== TASK TO COMPLETE ==
Scale the records from the line containing "of the lawn." through the end of the records, restating every line in that stretch, including each line that is not an answer. In the answers, multiply every coordinate by 1.1 and round to the nearest whole number, rounding halves up.

== PROVIDED DATA ==
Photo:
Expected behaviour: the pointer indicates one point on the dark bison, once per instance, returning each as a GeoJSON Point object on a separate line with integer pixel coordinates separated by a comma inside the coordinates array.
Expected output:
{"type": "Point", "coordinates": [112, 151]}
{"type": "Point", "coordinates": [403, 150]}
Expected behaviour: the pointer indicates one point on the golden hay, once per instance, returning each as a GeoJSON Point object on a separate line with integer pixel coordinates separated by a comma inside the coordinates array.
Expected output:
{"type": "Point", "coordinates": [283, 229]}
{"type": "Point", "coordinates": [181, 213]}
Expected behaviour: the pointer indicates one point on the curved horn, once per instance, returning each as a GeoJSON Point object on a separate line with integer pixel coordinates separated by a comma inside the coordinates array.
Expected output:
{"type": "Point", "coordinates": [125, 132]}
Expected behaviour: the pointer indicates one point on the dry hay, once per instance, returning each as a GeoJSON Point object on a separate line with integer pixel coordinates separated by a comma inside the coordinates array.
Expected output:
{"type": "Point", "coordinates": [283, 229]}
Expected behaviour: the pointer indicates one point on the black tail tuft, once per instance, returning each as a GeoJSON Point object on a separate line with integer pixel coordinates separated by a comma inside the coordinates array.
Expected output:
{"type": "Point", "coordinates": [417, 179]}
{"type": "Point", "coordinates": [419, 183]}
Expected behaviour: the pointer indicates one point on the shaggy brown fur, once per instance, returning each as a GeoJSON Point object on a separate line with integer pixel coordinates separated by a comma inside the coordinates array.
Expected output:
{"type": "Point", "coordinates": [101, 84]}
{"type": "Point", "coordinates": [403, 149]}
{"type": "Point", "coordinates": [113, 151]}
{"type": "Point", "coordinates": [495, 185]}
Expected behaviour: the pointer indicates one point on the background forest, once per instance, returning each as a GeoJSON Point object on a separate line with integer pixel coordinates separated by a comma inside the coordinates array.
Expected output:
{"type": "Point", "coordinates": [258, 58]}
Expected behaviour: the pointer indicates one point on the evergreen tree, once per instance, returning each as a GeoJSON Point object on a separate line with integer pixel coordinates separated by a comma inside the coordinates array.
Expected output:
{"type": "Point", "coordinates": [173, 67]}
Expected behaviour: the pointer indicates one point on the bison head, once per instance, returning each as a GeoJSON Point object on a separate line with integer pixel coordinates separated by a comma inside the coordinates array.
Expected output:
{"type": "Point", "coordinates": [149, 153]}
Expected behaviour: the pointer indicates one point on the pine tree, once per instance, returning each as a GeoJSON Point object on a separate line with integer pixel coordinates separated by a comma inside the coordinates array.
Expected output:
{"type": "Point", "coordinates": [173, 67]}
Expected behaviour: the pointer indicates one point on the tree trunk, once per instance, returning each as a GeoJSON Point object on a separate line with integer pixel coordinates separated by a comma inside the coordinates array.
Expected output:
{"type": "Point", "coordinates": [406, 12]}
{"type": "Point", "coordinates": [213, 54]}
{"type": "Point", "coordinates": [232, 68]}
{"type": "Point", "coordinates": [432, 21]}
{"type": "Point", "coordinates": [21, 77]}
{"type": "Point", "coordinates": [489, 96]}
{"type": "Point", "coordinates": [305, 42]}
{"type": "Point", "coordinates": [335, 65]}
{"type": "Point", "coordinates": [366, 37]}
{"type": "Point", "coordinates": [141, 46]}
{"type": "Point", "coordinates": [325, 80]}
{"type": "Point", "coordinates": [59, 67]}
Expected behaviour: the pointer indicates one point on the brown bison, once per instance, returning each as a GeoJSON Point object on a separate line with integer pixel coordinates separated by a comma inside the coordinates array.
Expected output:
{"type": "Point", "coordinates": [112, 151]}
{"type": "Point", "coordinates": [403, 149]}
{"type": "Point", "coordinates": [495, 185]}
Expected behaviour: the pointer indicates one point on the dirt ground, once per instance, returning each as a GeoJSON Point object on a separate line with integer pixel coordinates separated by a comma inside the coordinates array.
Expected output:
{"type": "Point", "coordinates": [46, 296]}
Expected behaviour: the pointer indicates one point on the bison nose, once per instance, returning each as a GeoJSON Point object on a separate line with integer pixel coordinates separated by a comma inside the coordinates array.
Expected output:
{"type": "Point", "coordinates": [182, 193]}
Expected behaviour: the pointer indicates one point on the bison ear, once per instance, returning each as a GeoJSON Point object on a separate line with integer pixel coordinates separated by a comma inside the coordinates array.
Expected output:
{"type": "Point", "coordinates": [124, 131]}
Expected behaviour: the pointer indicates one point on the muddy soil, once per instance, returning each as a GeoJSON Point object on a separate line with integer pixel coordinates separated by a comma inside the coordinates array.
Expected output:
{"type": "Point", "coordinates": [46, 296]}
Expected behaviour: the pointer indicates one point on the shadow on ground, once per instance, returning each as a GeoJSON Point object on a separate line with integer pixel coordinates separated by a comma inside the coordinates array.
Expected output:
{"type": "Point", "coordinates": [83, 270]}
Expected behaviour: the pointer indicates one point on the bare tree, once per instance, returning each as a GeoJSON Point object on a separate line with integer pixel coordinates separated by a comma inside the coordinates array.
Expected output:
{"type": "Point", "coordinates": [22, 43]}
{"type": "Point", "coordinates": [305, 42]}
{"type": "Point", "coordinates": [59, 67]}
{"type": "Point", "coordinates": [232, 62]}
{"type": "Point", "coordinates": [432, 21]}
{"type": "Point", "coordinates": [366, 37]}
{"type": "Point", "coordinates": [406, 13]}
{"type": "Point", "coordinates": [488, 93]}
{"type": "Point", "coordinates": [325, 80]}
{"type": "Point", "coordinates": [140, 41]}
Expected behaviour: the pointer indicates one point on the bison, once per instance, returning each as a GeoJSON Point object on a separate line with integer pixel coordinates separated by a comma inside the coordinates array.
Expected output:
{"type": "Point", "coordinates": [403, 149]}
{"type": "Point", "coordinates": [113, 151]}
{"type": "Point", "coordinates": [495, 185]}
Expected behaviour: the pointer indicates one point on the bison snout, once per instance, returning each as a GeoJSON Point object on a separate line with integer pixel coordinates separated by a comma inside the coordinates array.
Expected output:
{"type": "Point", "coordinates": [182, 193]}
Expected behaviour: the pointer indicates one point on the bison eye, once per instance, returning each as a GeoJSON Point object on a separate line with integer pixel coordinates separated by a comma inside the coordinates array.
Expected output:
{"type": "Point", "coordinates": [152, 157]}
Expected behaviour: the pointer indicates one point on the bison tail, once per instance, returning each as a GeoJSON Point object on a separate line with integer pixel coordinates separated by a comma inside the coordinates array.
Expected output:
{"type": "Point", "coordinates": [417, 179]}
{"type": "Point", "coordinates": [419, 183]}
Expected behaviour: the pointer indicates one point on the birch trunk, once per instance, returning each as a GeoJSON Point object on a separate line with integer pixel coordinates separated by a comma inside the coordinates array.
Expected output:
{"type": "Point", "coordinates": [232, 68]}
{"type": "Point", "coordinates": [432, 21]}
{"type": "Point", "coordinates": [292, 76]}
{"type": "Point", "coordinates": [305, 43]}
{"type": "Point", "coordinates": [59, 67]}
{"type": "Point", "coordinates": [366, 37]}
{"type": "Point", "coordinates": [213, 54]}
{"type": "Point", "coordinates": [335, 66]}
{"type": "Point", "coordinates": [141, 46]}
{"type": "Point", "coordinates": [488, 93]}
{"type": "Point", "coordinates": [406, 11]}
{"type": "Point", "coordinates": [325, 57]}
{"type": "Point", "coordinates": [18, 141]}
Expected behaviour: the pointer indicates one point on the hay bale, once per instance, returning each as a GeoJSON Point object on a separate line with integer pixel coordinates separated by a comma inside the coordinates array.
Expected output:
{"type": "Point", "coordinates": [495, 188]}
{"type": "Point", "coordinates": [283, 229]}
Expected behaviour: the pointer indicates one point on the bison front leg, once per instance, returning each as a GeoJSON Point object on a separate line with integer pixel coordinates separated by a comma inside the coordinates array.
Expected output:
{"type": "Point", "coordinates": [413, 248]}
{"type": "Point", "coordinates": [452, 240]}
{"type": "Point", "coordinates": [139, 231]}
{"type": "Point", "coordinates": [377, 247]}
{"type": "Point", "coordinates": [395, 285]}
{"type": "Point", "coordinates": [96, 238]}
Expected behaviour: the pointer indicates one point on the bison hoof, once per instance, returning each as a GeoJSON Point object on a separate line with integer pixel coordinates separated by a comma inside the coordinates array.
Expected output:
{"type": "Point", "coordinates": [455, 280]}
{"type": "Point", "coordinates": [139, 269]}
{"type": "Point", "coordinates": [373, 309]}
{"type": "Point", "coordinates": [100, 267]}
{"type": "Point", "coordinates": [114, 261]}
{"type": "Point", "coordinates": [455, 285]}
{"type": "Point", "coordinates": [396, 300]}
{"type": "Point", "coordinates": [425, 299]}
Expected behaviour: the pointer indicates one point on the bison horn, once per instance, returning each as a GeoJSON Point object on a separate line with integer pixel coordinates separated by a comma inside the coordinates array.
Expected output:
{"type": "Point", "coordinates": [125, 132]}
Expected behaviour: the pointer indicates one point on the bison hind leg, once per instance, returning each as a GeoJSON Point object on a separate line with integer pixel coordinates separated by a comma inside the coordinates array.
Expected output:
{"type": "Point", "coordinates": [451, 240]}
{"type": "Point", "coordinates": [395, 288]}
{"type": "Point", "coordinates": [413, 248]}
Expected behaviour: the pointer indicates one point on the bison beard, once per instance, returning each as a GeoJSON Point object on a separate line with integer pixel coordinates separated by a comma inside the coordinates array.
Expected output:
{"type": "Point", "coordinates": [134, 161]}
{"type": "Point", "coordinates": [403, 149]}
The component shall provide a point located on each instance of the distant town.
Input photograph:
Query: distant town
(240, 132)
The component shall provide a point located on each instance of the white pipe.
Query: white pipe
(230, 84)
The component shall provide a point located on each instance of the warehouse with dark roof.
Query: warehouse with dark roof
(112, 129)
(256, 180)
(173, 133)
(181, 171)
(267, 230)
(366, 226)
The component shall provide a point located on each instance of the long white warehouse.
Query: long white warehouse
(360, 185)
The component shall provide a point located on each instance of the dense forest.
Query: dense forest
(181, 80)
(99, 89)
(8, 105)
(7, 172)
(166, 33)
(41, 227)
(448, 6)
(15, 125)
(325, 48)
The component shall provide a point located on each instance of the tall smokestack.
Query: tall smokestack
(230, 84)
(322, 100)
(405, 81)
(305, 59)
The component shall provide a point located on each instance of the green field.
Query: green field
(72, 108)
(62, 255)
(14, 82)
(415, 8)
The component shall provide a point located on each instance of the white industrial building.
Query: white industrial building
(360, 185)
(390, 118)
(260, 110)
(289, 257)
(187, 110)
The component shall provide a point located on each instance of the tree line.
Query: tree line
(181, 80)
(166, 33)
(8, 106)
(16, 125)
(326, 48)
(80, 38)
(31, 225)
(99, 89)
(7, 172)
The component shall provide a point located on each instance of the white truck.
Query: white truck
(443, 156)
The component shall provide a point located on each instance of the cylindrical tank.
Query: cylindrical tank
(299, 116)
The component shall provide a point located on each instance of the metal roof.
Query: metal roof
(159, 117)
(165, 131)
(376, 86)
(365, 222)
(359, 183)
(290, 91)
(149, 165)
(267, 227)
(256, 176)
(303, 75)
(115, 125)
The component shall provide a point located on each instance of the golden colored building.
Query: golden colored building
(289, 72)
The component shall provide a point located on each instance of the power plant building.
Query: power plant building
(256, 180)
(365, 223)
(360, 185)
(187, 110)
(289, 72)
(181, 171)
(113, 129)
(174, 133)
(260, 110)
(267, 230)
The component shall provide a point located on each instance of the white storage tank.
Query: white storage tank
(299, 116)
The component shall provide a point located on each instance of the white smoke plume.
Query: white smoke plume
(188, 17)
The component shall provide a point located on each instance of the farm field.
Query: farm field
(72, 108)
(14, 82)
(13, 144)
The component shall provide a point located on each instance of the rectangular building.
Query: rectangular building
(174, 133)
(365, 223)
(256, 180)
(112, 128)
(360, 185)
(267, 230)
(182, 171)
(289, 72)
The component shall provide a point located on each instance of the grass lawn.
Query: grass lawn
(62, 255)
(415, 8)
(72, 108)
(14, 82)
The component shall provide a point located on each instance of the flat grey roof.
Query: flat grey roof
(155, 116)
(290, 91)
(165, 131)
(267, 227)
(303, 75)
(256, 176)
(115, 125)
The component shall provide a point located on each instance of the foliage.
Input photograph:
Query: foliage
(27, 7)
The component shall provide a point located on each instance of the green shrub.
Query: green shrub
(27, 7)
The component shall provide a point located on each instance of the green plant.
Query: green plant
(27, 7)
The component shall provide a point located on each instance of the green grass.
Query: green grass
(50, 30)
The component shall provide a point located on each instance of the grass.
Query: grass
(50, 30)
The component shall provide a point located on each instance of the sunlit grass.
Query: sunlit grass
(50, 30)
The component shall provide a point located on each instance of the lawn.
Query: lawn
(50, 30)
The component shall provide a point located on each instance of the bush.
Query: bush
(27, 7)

== CORRECT RESPONSE ==
The component shall provide a point located on each instance of the lawn.
Query: lawn
(55, 33)
The component shall provide a point located on each instance of the bush.
Query: bush
(30, 8)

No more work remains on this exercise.